- **WHAT YOU ARE ASKED TO DO**
Continue the passage comparing Eurodollar futures with a loan, starting right after its last sentence.

- **READING TEXT**
::::::::::
Consider an investor who agreed to lend US$1,000,000 on a particular date for three months at 5.00% per annum (months are calculated on a 30/360 basis). Interest received in 3 months’ time would be US$1,000,000 × 5.00% × 90 / 360 = US$12,500.

  • If the following day, the investor is able to lend money from the same start date at 5.01%, s/he would be able to earn US$1,000,000 × 5.01% × 90 / 360 = US$12,525 of interest. Since the investor only is earning US$12,500 of interest, s/he has lost US$25 as a result of interest rate moves.
  • On the other hand, if the following day, the investor is able to lend money from the same start date only at 4.99%, s/he would be able to earn only US$1,000,000 × 4.99% × 90 / 360 = US$12,475 of interest. Since the investor is in fact earning US$12,500 of interest, s/he has gained US$25 as a result of interest rate moves.

This demonstrates the similarity. However, the contract is also different from a loan in several important respects:

  • In an actual loan, the US$25 per basis point is earned or lost at the end of the three-month loan, not up front. That means that the profit or loss per 0.01% change in interest rate as of the start date of the loan (i.e., its present value) is less than US$25. Moreover, the present value change per 0.01% change in interest rate is higher in low interest rate environments and lower in high interest rate environments. This is to say that an actual loan has convexity. A Eurodollar future pays US$25 per 0.01% change in interest rate no matter what the interest rate environment, which means it does not have convexity. This is one reason that Eurodollar futures are not a perfect proxy for expected interest rates. This difference can be adjusted for by reference to the implied volatility of options on Eurodollar futures.
  • In an actual loan, the lender takes credit risk to a borrower. In Eurodollar futures, the principal of the loan is never disbursed, so the credit risk is only on the margin account balance. Moreover, even that risk is the risk of the clearinghouse, which is considerably lower than even unsecured single-A credit risk.
::::::::::
- **INFORMATION GIVEN**
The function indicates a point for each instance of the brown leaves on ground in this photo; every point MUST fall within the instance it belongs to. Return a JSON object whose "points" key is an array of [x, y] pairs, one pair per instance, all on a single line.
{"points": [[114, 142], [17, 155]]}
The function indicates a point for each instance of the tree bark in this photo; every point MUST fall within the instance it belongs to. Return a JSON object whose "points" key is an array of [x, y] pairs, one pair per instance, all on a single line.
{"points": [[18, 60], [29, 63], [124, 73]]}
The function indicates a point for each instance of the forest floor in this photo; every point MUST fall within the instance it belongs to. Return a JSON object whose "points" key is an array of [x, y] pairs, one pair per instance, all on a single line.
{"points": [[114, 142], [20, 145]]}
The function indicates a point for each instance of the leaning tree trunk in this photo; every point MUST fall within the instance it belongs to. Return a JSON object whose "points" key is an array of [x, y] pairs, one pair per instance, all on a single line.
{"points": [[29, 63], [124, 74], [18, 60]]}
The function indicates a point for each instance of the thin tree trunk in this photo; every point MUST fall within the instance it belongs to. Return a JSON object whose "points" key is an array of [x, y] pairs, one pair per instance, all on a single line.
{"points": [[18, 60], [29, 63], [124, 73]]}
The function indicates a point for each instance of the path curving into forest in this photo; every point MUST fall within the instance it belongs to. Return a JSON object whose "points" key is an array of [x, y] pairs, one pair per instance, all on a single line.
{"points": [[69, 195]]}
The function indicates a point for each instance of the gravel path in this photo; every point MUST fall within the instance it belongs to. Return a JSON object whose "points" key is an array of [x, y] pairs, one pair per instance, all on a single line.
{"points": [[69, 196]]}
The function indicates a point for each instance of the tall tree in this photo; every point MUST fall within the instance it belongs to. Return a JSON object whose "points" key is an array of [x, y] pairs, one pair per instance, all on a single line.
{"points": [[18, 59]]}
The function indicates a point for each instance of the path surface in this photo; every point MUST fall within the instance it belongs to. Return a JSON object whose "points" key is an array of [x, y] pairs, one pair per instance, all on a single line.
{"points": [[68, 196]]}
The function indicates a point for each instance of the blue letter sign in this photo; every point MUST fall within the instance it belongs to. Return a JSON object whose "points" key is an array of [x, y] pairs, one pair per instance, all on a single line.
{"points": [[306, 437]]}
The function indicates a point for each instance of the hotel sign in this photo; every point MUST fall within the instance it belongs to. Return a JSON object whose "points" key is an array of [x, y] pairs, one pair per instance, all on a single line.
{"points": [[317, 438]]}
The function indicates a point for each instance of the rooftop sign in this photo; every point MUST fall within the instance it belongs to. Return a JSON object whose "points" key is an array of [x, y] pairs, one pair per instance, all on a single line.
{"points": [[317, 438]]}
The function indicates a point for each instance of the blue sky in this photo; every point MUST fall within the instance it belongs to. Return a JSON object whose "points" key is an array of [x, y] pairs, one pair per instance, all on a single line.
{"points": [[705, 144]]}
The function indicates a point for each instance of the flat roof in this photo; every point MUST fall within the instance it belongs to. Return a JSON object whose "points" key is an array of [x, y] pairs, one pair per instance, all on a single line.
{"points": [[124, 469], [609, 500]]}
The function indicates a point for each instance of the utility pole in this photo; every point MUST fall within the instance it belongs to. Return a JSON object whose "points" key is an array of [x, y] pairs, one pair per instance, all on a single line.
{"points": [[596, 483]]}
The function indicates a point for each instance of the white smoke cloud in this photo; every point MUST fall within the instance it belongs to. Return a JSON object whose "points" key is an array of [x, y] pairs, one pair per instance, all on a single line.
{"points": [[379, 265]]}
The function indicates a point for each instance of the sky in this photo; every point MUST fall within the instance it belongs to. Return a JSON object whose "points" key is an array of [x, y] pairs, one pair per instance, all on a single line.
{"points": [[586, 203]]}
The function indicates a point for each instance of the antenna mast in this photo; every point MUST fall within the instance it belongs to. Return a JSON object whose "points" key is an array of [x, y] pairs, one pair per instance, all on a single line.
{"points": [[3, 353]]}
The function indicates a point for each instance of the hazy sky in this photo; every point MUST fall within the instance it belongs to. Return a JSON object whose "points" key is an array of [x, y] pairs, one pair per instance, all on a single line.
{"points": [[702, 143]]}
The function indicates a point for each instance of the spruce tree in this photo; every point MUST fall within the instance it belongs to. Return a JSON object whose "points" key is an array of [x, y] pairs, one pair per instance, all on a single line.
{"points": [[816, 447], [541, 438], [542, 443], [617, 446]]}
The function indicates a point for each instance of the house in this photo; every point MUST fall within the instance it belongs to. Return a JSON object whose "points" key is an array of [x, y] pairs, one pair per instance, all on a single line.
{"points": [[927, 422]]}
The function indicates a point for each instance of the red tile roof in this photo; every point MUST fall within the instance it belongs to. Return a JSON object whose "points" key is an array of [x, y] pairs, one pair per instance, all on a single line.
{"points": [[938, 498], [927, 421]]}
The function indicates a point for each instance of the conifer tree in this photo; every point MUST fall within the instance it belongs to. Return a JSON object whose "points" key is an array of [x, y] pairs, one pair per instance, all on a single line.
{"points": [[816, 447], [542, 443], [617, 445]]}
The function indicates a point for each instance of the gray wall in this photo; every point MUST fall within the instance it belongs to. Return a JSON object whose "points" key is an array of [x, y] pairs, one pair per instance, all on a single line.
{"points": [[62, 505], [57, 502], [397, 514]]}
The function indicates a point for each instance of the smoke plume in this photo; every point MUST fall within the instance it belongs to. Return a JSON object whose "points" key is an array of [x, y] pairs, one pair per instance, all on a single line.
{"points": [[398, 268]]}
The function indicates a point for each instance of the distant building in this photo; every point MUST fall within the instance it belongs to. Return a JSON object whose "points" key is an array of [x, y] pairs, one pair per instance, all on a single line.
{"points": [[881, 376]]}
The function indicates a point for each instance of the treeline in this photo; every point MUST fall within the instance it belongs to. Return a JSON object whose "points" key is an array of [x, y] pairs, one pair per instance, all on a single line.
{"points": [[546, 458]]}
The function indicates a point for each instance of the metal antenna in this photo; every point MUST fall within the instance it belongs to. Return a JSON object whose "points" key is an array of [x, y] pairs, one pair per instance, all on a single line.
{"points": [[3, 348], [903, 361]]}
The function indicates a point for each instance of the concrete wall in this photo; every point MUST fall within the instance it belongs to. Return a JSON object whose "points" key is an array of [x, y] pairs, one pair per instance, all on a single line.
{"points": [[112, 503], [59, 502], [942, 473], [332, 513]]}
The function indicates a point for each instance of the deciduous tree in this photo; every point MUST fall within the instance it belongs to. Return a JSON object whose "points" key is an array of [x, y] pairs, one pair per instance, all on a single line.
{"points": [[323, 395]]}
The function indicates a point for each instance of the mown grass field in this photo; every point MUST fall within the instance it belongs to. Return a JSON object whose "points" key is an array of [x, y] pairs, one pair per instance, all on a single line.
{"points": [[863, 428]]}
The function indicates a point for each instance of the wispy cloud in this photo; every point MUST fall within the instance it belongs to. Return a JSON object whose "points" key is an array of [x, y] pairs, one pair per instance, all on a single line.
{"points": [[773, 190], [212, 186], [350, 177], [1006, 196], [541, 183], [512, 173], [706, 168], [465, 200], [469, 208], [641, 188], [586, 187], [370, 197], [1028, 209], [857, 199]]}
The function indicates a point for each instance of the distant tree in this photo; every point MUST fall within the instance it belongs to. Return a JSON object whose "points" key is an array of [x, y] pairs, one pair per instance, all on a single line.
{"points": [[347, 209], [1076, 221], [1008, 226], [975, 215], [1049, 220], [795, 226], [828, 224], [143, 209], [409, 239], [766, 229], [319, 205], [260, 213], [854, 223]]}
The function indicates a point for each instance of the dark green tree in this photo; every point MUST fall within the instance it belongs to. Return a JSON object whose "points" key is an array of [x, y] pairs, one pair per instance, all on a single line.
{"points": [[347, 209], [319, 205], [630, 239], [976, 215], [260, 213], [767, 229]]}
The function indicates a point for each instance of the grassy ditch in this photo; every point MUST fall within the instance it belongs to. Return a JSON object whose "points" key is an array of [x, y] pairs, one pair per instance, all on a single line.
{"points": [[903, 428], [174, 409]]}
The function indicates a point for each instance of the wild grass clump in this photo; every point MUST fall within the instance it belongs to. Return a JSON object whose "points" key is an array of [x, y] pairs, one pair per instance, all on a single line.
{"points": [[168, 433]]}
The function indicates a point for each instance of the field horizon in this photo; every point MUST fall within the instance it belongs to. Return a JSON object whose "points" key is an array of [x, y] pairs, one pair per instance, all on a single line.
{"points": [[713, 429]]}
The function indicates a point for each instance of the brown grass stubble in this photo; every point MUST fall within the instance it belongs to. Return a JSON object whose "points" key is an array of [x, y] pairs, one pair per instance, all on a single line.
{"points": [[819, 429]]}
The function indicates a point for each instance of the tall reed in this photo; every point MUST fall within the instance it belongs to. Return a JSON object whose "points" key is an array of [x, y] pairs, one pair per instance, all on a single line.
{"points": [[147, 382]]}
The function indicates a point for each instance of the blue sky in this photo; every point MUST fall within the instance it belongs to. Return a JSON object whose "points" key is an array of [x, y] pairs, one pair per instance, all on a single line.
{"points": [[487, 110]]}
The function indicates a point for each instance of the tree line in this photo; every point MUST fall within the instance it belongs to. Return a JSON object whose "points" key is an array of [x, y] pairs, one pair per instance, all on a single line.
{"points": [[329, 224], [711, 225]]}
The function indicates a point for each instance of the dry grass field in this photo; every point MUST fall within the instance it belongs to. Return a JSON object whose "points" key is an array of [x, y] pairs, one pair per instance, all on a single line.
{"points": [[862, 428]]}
::::::::::
- **REPLY TO THE TASK**
Other features of Eurodollar futures

40 quarterly expirations and 4 serial expirations are listed in the Eurodollar contract. This means that on 1 January 2011, the exchange will list 40 quarterly expirations (March, June, September, December for 2011 through 2020), the exchange will also list another four serial (monthly) expirations (January, February, April, May 2011). This extends tradeable contracts over ten years, which provides an excellent picture of the shape of the yield curve. The front month contracts are among the most liquid futures contracts in the world, with liquidity decreasing for the further out contracts. Total open interest for all contracts is typically over 10 million.

The CME Eurodollar futures contract is used to hedge interest rate swaps. There is an arbitrage relationship between the interest rate swap market, the forward rate agreement market and the Eurodollar contract. CME Eurodollar futures can be traded by implementing a spread strategy among multiple contracts to take advantage of movements in the forward curve for future pricing of interest rates.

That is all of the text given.